**Document excerpt:**

- - -

Thursday, March 12, 2009

18. Firsts and Lasts

These past few months have been such a surreal experience for me that it's easy to think of my new life as a series of 'firsts.' But that's an incomplete description. The full Down Syndrome experience isn't just about 'firsts' – it's also about 'lasts.' And so I want to take a moment to recount a few very personal 'lasts.'

The last joke I ever made at the expense of retarded people:

That sounds horrible - like I used to make a lot of jokes about retarded people. I didn't. I have never been unkind to others, especially not to retarded people. But in the course of a lifetime, haven't most people made an offhand comment about 'riding the short bus' or something? These are verbal misdemeanors for which we are all guilty.

Anyway, I remember the last time I made such a comment. My wife was pregnant with Ozzie at the time. I was at work, reading the news online. I clicked on a story about an Olympic gymnast from Russia or China, accompanied by a photo. She was a very masculine, odd-looking woman. Being the witty guy I am, I joked to my coworker that she looked like she was born with an extra chromosome. We both laughed.

My unborn child, the punchline. Irony so thick I can taste it.

To be fair, I meant no harm. It was an offhand comment, and one so trivial I shouldn't even remember it. But crossing the DS threshold has a funny way of forcing you to recount even the smallest of transgressions. And so it remains, preserved in the amber of my memory, the last such comment that will pass these lips for the rest of my existence.

- - -

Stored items

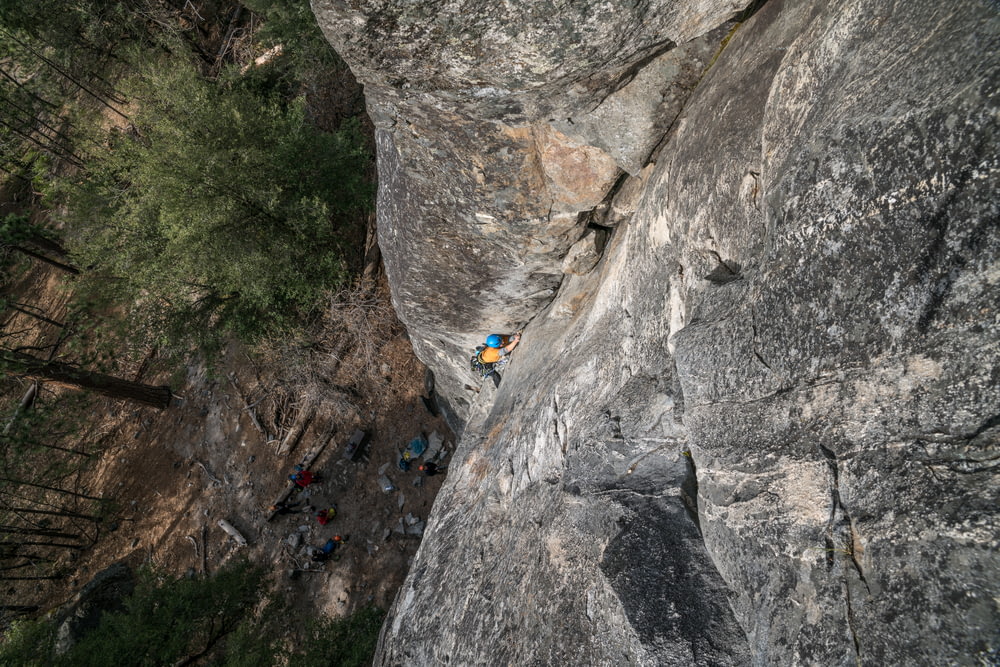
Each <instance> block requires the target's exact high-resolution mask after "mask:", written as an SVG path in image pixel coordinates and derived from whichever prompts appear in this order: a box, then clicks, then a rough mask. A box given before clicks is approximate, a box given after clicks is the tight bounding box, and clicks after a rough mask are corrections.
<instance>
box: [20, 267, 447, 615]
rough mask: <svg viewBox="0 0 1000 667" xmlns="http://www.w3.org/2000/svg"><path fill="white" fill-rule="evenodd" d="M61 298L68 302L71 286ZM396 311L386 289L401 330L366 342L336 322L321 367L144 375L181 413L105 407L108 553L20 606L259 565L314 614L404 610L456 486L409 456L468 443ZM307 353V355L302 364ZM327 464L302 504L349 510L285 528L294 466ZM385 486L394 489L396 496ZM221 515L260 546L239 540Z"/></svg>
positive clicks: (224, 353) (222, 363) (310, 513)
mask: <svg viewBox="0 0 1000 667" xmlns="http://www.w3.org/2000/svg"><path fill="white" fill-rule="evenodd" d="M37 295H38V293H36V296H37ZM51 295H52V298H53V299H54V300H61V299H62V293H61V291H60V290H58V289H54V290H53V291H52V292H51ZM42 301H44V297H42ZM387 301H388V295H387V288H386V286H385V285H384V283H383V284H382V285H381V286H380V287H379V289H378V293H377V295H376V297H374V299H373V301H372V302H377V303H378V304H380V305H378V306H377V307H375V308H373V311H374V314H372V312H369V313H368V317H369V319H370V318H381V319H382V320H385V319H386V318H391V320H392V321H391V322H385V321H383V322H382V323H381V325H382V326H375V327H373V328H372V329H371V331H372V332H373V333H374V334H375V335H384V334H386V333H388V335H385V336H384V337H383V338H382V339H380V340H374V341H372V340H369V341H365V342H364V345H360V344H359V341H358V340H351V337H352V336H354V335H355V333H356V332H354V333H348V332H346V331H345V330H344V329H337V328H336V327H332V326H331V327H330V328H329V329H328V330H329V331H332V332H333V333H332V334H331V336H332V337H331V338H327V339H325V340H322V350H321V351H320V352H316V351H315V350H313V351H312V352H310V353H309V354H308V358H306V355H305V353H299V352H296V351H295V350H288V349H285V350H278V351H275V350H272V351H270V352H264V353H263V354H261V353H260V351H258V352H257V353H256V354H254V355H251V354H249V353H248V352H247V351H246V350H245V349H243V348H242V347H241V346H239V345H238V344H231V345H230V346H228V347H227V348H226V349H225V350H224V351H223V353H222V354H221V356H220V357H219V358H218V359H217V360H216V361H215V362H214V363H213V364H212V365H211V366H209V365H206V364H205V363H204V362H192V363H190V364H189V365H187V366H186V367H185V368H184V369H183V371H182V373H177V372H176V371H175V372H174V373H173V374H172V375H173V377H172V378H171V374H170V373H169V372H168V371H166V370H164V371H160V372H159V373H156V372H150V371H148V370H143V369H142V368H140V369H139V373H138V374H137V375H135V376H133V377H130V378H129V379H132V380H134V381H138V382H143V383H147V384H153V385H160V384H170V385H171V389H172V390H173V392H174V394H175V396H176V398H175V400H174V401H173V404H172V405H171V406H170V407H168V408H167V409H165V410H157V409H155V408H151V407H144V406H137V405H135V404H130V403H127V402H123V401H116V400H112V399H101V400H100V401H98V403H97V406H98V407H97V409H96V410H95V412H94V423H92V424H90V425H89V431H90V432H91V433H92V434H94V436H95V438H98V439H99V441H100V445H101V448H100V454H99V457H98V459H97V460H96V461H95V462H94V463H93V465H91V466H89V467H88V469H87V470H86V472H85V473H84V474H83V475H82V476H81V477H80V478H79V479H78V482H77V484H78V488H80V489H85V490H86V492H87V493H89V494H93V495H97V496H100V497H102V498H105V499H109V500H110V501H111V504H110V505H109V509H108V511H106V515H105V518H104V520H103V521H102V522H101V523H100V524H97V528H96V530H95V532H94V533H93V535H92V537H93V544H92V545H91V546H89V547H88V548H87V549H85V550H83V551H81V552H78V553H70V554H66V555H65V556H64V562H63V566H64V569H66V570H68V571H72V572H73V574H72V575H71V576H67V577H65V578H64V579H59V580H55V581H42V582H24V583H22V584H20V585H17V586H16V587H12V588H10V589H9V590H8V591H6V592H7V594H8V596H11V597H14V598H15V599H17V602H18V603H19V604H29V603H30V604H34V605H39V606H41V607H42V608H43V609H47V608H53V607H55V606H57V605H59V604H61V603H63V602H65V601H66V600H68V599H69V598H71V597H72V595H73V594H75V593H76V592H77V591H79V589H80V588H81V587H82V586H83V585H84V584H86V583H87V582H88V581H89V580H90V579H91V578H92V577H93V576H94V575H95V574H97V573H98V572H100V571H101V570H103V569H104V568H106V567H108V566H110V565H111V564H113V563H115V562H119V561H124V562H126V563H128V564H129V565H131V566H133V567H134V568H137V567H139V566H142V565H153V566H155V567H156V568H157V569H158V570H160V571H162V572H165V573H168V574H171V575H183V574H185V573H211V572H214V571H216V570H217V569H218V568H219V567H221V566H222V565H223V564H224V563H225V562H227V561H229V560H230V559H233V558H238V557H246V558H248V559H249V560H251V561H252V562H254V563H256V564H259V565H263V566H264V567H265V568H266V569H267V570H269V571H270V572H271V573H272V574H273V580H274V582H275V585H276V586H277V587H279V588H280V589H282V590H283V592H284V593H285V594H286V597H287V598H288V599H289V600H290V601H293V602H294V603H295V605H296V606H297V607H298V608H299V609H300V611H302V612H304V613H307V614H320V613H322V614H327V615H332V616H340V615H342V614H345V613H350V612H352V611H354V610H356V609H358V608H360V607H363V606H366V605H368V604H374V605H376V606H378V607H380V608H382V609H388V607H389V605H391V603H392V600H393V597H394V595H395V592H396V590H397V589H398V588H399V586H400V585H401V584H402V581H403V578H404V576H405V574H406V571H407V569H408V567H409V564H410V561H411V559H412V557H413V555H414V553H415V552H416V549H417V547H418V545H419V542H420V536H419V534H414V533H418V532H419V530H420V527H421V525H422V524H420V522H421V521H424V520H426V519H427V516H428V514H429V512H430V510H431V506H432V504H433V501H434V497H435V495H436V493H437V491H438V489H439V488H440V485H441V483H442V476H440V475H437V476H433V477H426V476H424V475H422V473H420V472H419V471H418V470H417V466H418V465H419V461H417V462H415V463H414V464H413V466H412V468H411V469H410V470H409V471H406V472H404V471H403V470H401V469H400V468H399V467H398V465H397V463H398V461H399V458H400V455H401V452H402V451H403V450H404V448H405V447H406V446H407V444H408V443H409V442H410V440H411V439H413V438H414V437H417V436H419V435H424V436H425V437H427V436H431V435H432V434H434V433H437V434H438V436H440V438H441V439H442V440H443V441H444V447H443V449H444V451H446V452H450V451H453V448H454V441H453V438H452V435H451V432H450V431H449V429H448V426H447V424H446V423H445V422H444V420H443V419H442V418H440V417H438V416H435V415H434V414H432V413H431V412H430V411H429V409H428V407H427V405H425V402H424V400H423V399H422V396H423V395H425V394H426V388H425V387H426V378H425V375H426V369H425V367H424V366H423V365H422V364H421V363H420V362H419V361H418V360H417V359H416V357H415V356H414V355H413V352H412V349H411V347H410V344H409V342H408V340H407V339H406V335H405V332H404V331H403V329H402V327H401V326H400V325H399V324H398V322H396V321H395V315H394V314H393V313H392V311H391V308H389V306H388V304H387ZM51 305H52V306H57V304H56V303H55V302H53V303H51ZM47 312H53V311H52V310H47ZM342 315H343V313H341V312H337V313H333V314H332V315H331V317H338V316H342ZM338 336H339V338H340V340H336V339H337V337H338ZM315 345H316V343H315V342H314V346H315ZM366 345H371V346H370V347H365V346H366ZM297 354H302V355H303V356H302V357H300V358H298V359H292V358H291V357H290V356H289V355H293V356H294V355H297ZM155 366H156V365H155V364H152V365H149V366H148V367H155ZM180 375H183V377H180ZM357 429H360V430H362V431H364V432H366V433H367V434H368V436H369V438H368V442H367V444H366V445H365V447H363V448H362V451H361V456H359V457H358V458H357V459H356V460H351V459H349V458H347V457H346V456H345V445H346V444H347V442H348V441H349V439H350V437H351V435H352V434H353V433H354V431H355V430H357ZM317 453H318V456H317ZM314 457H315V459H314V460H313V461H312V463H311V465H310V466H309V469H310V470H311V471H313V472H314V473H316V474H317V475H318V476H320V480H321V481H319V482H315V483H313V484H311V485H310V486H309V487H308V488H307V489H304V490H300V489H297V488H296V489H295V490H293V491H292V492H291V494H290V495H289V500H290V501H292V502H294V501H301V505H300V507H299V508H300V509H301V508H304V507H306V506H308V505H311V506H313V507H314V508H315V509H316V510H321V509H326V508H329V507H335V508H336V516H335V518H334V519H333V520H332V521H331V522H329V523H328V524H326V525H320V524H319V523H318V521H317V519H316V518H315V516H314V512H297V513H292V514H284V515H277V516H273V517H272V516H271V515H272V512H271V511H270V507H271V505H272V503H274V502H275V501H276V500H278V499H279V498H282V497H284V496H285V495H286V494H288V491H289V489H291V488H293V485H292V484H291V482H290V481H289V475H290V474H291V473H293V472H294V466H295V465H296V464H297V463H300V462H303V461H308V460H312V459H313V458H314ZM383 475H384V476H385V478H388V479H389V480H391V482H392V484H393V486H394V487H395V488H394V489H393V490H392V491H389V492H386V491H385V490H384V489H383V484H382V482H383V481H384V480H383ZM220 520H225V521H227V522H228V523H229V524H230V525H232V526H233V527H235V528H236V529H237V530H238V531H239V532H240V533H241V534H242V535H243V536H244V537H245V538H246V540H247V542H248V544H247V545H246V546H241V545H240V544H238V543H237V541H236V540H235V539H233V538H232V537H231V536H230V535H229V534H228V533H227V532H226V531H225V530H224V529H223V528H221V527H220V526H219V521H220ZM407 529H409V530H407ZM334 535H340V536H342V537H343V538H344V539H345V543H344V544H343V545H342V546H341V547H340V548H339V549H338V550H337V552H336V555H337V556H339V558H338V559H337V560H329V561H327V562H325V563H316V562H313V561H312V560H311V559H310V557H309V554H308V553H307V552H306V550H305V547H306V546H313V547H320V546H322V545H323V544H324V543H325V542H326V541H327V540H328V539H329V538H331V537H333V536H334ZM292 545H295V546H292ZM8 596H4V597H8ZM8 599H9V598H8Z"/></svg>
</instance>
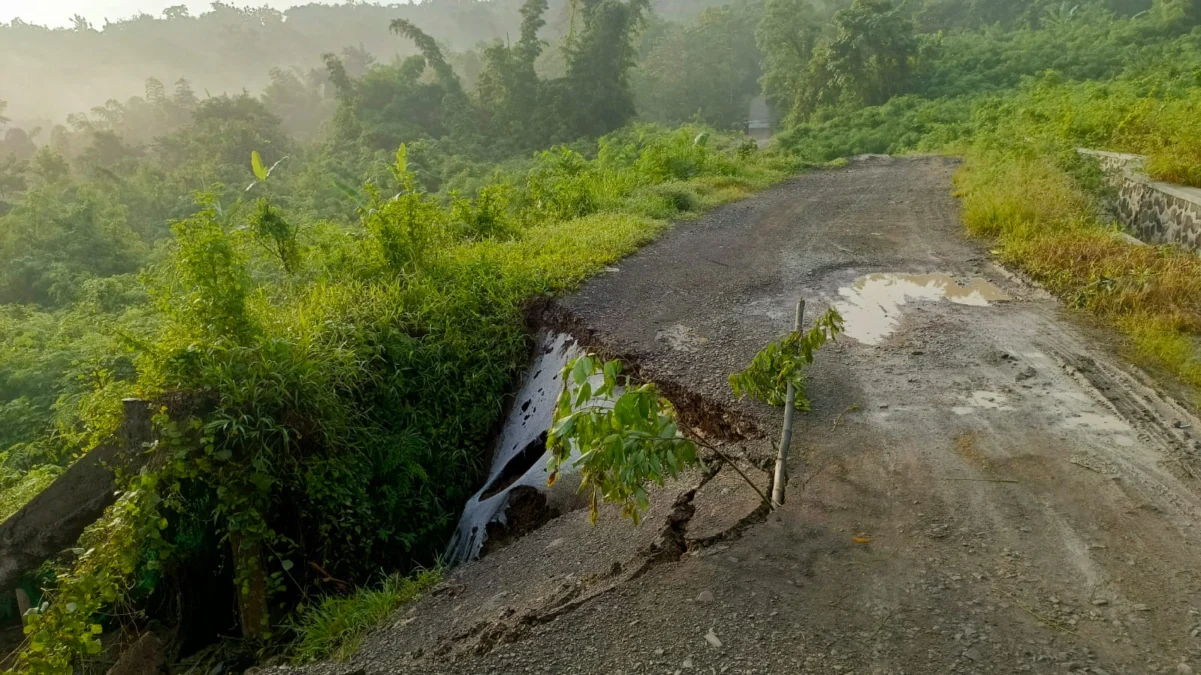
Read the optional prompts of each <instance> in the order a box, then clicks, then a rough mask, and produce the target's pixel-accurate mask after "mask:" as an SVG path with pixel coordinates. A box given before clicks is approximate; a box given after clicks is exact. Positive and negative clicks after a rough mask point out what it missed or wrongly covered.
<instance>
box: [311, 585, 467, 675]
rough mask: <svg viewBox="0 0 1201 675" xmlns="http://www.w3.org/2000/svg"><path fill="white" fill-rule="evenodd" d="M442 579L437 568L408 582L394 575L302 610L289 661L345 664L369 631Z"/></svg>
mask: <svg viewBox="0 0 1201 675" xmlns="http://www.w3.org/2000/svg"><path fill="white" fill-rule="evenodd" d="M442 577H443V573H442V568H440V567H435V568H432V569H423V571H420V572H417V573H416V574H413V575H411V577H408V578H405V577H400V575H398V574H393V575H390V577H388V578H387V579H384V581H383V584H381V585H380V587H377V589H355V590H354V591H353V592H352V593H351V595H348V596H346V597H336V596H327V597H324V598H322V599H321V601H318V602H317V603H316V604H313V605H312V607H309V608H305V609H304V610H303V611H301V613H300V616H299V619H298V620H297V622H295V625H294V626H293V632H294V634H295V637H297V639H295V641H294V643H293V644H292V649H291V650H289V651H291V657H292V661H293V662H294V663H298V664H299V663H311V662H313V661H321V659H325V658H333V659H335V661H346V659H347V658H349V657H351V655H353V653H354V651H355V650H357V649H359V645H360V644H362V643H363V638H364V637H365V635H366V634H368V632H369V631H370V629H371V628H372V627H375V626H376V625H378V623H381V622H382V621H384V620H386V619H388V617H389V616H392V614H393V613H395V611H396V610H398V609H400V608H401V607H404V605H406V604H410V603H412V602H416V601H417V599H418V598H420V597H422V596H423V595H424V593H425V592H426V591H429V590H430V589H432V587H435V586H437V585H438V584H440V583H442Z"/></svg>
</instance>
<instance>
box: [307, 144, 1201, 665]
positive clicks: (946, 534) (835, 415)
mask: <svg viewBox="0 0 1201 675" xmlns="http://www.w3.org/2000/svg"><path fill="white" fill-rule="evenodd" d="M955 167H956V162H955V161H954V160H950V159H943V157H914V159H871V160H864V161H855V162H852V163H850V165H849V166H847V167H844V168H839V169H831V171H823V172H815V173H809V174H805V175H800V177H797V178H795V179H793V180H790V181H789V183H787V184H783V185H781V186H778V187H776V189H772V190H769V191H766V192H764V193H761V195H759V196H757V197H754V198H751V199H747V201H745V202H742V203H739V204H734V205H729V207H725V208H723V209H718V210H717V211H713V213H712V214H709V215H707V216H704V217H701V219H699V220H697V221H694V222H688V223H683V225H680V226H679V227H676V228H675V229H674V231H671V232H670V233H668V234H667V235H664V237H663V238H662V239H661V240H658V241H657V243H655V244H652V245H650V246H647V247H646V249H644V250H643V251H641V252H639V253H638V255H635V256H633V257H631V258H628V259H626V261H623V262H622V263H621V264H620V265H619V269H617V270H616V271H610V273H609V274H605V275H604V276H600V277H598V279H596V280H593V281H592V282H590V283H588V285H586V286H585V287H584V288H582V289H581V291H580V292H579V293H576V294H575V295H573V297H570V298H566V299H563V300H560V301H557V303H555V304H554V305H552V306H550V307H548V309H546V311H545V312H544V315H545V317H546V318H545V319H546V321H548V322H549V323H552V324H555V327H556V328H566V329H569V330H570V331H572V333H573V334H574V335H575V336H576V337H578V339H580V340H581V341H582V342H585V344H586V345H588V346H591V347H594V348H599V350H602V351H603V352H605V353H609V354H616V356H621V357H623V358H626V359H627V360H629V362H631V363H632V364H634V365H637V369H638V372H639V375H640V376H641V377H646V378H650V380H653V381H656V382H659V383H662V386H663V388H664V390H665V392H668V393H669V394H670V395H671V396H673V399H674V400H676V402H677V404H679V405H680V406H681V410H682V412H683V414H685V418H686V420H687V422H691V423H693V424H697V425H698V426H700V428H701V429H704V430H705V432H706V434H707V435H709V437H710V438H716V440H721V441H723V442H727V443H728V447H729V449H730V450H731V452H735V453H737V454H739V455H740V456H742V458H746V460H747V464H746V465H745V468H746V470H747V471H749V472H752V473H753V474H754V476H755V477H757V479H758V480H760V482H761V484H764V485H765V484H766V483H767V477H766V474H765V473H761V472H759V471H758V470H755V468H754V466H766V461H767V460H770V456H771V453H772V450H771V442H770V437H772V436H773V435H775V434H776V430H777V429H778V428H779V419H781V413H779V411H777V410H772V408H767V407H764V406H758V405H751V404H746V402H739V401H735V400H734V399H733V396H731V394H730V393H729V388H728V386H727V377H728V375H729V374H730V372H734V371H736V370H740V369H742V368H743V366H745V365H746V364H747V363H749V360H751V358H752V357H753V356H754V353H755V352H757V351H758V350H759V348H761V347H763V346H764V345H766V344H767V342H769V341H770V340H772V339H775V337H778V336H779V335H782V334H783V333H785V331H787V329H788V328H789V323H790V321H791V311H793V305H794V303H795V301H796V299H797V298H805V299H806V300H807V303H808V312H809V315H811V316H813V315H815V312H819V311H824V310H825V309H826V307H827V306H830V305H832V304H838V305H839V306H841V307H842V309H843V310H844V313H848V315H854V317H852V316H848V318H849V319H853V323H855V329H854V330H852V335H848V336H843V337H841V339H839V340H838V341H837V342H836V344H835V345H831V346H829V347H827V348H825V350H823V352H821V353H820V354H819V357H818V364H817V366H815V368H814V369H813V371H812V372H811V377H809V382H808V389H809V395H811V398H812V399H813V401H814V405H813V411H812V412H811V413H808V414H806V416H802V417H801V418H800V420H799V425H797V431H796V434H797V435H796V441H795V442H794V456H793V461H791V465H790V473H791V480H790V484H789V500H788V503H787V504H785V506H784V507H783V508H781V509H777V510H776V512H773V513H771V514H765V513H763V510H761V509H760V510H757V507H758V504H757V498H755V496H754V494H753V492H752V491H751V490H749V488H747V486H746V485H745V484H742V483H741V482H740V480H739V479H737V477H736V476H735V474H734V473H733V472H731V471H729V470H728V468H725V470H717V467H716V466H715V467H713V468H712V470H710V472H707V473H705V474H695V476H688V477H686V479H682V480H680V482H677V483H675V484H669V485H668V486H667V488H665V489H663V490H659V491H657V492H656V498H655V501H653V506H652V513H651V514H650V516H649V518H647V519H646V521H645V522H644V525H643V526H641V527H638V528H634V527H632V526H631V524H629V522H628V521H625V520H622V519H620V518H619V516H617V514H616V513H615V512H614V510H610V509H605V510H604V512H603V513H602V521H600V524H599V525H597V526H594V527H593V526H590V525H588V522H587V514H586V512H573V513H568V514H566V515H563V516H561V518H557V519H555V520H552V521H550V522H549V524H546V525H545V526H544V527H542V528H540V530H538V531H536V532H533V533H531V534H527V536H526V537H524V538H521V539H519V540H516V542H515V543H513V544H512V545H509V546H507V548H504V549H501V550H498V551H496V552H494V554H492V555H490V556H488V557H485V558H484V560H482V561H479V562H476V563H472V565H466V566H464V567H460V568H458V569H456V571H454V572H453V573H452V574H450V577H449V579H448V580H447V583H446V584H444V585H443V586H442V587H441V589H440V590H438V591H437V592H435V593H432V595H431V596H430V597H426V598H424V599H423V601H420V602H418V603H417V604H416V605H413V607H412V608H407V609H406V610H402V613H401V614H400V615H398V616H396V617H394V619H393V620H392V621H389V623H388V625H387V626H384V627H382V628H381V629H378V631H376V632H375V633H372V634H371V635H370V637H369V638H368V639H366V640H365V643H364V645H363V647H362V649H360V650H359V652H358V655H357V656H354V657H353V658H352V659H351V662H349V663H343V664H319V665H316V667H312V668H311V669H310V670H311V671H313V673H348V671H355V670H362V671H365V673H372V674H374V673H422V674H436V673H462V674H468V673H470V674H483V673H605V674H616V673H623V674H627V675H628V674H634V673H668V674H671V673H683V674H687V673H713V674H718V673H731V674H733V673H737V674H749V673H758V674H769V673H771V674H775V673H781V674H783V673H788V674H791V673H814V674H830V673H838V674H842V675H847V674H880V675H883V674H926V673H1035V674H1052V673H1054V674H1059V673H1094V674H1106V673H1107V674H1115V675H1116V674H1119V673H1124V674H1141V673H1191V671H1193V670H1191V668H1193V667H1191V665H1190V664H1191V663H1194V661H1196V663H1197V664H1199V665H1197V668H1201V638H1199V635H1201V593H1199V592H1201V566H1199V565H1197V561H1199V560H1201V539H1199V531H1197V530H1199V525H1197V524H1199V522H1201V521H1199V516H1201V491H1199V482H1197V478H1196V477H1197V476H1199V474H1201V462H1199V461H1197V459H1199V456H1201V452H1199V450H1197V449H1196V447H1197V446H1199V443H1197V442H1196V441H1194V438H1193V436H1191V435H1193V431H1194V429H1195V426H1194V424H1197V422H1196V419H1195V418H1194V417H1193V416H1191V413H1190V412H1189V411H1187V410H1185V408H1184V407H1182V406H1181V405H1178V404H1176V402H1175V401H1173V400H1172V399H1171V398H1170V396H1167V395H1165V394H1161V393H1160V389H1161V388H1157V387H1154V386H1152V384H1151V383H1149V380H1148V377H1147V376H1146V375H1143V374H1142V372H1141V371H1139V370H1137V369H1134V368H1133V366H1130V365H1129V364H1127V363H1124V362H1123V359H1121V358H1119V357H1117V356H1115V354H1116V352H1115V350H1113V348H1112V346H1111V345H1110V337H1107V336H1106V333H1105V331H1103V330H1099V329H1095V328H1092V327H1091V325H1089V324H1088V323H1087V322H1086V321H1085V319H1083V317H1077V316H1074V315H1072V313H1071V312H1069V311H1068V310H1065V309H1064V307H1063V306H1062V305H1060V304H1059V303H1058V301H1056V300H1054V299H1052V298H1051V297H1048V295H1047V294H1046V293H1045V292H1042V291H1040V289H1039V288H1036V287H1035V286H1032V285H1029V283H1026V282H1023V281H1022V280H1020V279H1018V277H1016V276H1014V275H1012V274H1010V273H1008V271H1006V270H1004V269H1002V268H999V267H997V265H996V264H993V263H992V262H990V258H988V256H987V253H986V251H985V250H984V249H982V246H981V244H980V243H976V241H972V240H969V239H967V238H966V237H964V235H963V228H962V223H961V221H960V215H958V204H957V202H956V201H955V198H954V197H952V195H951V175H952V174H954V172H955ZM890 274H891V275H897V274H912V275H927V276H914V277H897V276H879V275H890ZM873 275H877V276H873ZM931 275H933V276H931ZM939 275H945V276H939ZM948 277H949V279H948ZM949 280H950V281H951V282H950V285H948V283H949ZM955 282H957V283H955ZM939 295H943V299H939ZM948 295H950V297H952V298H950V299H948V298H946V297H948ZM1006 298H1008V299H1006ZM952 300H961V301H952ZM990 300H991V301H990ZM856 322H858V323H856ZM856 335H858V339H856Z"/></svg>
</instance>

- - -

**Instructions:**
**A.** In the blog post on firsts and lasts, who was the subject of the online news story that prompted the joke?
**B.** Resume the blog post on firsts and lasts from its final sentence, in the same voice.
These stored items are separate from the blog post and unrelated to it.

**Responses by task:**
**A.** An Olympic gymnast from Russia or China.

**B.**
The last time I looked upon the face of Down Syndrome from the other side:

My wife and I were at a festival in Raleigh - we were in a huge, loud room at the state fairgrounds packed with people and food and music. A group of six or eight adults with Down Syndrome walked past us and took their seats at a nearby table. I remember pausing briefly and giving them a second look.

At the time, the moment was insignificant to me. I didn't have any noteworthy thoughts or opinions about them, no amazing insights I can now share. But looking back now, I realize it was the last time I bumped into Down Syndrome while it was still a stranger to me. I wish I could go back to that moment and introduce myself.

And finally, the last time I didn't have a child with Down Syndrome:

My wife had been through a difficult pregnancy, capped off by a massive bleed in the middle of the night and a race to the hospital at 80 miles per hour for a C-section. We were in the delivery room. A nurse was holding Ozzie - he was minutes old. She held him up, and I caught my first glance of my perfect baby boy. Ten little fingers and ten little toes. He was wiggling and crying, eyes open. For that one brief moment, he was flawless. I exhaled - my worries melted away. A few minutes later I got the news.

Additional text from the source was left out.